#### [INSTRUCTIONS TO FOLLOW]
Count the lines of the data below that contain the string "stone", treating uppercase and lowercase as different. Give only the number.

#### [WORKING DATA]
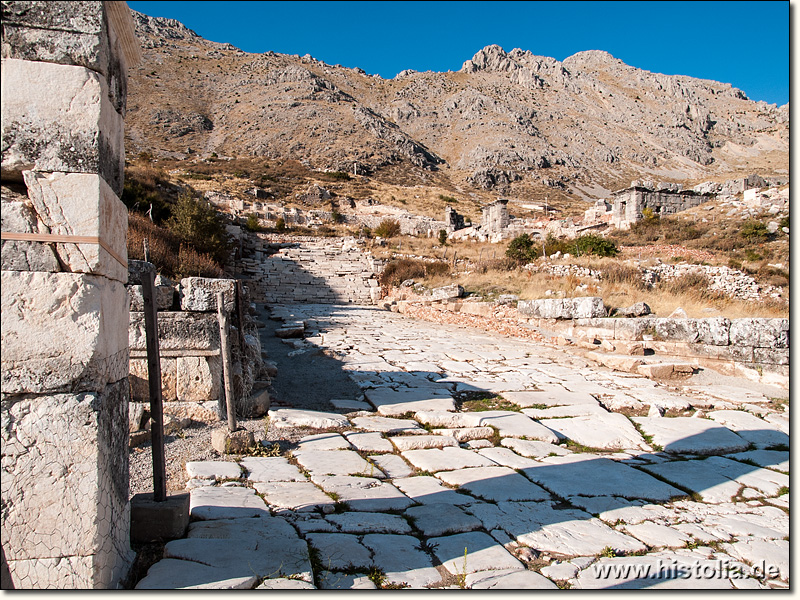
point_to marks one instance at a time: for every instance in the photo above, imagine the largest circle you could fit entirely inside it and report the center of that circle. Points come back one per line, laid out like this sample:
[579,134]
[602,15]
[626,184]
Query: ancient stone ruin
[64,304]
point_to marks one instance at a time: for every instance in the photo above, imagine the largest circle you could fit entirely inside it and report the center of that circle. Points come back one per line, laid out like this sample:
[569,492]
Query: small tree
[388,228]
[522,249]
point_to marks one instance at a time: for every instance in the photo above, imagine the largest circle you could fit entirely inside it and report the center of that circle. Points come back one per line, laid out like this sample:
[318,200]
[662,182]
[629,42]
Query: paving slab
[513,424]
[508,579]
[421,442]
[213,469]
[341,581]
[390,402]
[611,509]
[364,522]
[466,434]
[609,431]
[270,468]
[580,474]
[277,550]
[539,525]
[771,459]
[288,418]
[717,479]
[301,496]
[768,557]
[507,457]
[472,551]
[494,484]
[550,395]
[445,459]
[174,574]
[652,572]
[656,535]
[392,465]
[369,441]
[337,551]
[758,432]
[690,435]
[440,519]
[225,503]
[533,449]
[364,494]
[429,490]
[282,583]
[570,410]
[322,441]
[388,425]
[401,559]
[343,404]
[336,462]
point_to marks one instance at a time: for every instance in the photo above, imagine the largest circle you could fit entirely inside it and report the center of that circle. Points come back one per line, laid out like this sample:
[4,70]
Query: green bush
[253,223]
[523,249]
[196,223]
[595,244]
[754,231]
[398,271]
[388,228]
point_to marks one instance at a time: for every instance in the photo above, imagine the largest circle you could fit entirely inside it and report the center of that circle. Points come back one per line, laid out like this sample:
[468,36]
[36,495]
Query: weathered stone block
[198,378]
[164,297]
[58,119]
[82,204]
[199,294]
[62,332]
[632,329]
[177,331]
[65,488]
[50,32]
[769,356]
[140,383]
[760,333]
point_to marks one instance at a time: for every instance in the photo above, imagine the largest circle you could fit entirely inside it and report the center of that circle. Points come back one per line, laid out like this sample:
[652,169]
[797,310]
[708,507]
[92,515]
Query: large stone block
[200,294]
[82,204]
[67,33]
[65,488]
[58,119]
[198,378]
[62,332]
[177,331]
[140,382]
[18,216]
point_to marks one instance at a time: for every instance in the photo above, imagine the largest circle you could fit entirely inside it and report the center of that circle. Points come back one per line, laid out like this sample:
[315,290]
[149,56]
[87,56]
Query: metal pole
[225,353]
[154,381]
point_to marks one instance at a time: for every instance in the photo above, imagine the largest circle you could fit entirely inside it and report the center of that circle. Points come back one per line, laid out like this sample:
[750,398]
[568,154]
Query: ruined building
[628,205]
[65,480]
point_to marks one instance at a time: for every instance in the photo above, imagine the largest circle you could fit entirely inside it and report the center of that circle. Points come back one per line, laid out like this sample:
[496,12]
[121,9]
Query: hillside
[507,123]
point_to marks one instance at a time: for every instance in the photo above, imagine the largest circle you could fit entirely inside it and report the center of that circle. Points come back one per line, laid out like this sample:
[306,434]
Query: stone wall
[628,204]
[316,270]
[65,313]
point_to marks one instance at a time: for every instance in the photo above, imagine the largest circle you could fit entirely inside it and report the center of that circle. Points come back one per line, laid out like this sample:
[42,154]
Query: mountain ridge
[507,122]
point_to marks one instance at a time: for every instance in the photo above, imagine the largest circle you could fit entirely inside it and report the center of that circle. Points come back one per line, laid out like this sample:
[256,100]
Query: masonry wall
[628,204]
[65,314]
[308,270]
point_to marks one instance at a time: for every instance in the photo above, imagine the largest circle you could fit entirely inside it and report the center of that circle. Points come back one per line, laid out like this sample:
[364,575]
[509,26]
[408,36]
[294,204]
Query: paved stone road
[576,476]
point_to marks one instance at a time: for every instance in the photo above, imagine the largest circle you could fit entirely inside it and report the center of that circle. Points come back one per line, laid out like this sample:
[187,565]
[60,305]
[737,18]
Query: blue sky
[745,44]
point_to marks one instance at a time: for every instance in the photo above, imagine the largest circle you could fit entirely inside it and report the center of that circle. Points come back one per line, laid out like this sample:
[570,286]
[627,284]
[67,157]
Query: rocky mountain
[509,122]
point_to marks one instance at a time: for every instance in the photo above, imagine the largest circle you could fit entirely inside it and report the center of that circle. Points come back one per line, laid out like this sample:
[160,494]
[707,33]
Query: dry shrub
[398,271]
[388,228]
[621,274]
[194,264]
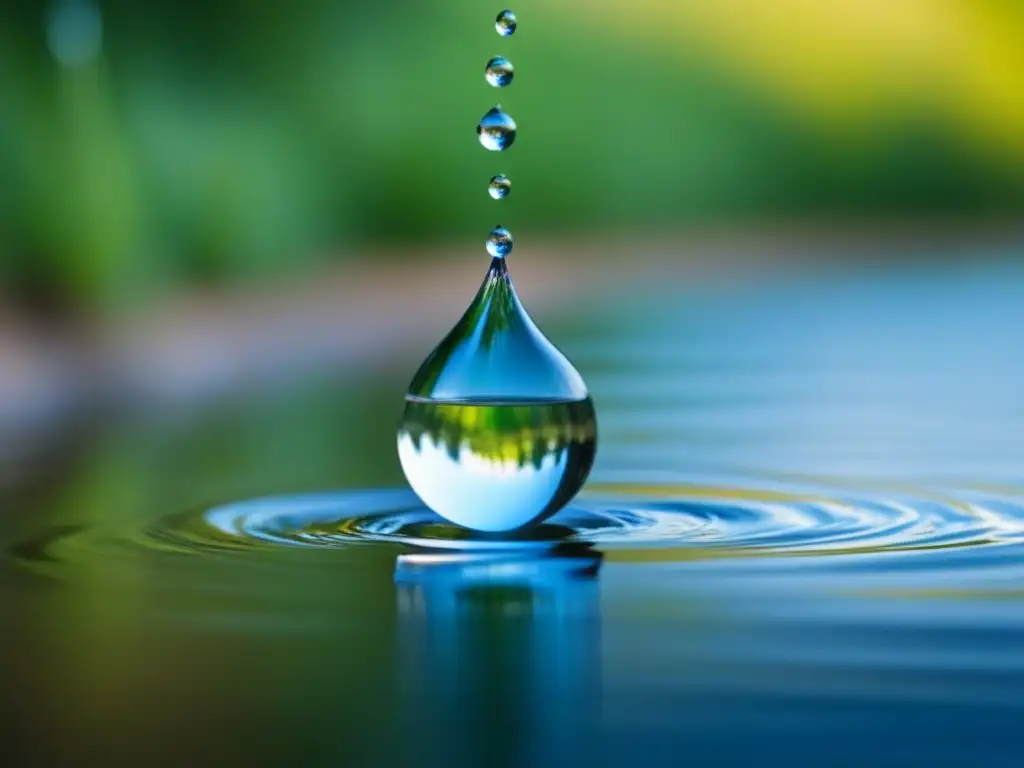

#### [PROBLEM SOLUTION]
5